Фрагмент текста:

━━━━━━━━

Дело в том, чтобы направить жизнь на благо отечества… Об этом писали и герои Великой французской революции, и выдающийся политический деятель Италии — Джузеппе Мадзини.
«Любимая, сколько писем за немногие дни! Благословляю тебя тысячи раз, мой ангел утешения, и благословляю случай, сделавший так, что почти все письма пришли в одно время. Боже мой! Какую я в них чувствовал и еще чувствую потребность! Ибо ты — моя жизнь, все остальное только боль и печаль. Ты говоришь со мной так любовно! В твоем письме столько нежных слов, что я дрожал от радости…
Я покрывал поцелуями локон твоих волос; ты знаешь, что я постоянно носил на сердце локон твоих волос, но я потерял его. Если бы ты знала, при каких обстоятельствах…» Он потерял его в бою…
«Локон твоих волос». Что за магическая сила в нем, если он помогает мужественно взойти на эшафот и одержать победу в бою?!
Но — чу! — я услышал опять голос моего воображаемого оппонента, на этот раз не ироничный, а почтительно-тихий, в соответствии с тоном последних трагических писем: «То, что вы читали сейчас, написано в обстоятельствах исключительных, не доказывает ли это, что любовь — в ее наивысшем выражении — несовместима, несмотря ни на что, с обыденностью, с медлительным или утомительно-быстрым течением однообразных дней?»

━━━━━━━━

Исходные данные:

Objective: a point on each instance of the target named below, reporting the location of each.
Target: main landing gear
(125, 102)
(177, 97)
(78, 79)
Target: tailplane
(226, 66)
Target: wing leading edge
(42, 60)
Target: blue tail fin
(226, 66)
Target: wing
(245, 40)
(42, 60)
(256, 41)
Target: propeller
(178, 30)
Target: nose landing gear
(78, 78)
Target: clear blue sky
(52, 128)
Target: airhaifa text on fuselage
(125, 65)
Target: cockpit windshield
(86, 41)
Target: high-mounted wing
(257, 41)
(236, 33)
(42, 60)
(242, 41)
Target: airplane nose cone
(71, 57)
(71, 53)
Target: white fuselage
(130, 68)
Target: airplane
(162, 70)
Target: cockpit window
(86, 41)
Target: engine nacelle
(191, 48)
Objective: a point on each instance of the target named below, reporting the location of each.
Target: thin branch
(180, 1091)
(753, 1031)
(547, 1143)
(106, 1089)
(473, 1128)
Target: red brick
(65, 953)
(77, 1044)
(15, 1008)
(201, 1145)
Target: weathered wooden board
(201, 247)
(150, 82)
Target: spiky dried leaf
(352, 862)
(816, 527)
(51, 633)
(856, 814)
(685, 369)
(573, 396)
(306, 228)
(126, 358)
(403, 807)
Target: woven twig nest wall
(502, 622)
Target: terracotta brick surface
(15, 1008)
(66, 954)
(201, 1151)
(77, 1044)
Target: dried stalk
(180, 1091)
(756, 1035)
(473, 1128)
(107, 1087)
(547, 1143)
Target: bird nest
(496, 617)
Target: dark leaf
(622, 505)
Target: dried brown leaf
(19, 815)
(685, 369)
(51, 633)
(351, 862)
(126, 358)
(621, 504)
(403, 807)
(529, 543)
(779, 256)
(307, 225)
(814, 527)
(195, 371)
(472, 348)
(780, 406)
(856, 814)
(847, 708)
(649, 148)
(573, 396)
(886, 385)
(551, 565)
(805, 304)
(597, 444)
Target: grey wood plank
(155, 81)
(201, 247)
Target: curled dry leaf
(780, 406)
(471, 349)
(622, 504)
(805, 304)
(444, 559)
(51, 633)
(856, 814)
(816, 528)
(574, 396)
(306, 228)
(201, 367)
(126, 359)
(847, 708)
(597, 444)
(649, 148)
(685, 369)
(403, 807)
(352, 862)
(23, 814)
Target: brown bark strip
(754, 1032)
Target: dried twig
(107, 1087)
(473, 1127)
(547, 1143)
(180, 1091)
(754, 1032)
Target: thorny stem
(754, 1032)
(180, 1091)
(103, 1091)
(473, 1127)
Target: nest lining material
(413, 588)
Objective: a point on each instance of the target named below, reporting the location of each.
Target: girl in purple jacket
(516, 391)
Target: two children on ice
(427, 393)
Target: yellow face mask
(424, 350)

━━━━━━━━

Задание:
Продолжите текст о любви и письмах, начав сразу после его последней фразы.

Ответ:
Пусть за меня ответит философ Иоганн Фихте.
«Итак, дорогая избранница, — писал он, двадцатишестилетний, невесте, — я торжественно отдаюсь тебе и этим обрекаю себя на служение тебе. Благодарю, что ты не сочла меня недостойным стать твоим товарищем на жизненном пути. Я много думал о том, чтобы когда-нибудь заменить тебе твоего благородного отца и послужить тебе наградою за твою раннюю мудрость, за твою детскую любовь, за твою невинность, за все твои добродетели, чувствую при мысли о громадных обязанностях, которые беру на себя, насколько я мал. Но чувство величия этих обязанностей должно меня возвысить; твоя любовь, твое благосклонное мнение обо мне, быть может, даст моему несовершенству то, чего мне недостает. Здесь не царство блаженства; я теперь знаю это: здесь — страна труда, и каждая радость, которая нам дается, есть лишь подкрепление для следующей, более трудной работы. Рука об руку пойдем мы по той стране, окликая друг друга, подкрепляя друг друга, сообщая один другому свою силу…»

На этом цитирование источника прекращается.